Page excerpt:
The House of Representatives has passed a bill containing an amendment that would exempt investment companies registered with the SEC from duplicative registration with the CFTC.  If adopted by the Senate, this provision would essentially roll back the requirements of CFTC Rule 4.5 as they apply to registered investment companies, which requires most funds investing in commodity-related instruments to register with the CFTC.  The ICI and the Chamber of Commerce had challenged the rule after its adoption, but the District Court and the Court of Appeals ruled for the CFTC

In the floor debate, the sponsor of the amendment, Scott Garrett (R-NJ), who is Chair of the House Financial Services Committee, explained that it would eliminate “costly and duplicative registration requirements” for mutual funds regulated by the SEC.  He also noted that the CFTC would retain its enforcement authority over all investment instruments within its jurisdiction.  Collin Peterson (D-MN) opposed the amendment, saying “This is a situation where industry lost in court, and now, they are coming to Congress to try to accomplish what they couldn’t do through the court system . . .”

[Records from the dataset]
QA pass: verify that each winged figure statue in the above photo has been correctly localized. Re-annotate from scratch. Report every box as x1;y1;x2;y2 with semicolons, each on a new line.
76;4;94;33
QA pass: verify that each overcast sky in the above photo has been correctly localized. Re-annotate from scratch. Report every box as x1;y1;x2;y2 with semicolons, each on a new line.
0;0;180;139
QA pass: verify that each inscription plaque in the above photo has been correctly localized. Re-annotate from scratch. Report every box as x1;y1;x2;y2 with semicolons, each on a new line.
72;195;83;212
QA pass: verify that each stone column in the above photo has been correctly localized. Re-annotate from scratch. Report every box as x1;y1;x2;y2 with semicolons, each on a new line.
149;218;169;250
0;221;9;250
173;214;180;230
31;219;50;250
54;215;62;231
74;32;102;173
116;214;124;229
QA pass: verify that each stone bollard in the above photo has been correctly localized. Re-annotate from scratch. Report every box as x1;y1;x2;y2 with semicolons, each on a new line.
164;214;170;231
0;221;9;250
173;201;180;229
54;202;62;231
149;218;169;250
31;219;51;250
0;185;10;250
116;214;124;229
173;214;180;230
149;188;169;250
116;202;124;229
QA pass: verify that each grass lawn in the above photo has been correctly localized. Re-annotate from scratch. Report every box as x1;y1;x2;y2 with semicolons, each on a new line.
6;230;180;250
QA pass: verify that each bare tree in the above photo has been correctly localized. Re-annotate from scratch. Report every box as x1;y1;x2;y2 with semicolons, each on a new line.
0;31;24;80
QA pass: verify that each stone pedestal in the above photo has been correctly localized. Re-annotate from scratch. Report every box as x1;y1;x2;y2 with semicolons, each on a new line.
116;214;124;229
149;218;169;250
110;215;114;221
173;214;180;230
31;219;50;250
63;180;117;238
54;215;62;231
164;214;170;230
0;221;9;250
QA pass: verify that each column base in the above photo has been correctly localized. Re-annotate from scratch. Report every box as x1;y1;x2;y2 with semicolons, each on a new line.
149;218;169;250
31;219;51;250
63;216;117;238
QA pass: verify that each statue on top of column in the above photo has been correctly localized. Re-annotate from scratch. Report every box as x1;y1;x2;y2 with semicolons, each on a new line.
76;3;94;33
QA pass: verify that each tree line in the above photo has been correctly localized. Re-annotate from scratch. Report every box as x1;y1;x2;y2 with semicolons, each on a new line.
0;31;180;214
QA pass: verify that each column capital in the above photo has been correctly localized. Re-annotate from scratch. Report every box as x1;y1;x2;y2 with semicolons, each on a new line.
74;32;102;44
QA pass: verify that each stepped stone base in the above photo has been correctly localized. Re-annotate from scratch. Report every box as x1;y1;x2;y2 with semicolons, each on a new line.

Directions:
(A) In the excerpt on the House bill, which two courts ruled for the CFTC?
(B) From the dataset entries, retype word for word the part that opens with the line containing "QA pass: verify that each inscription" and closes with the line containing "72;195;83;212".

The responses:
(A) The District Court and the Court of Appeals.

(B)
QA pass: verify that each inscription plaque in the above photo has been correctly localized. Re-annotate from scratch. Report every box as x1;y1;x2;y2 with semicolons, each on a new line.
72;195;83;212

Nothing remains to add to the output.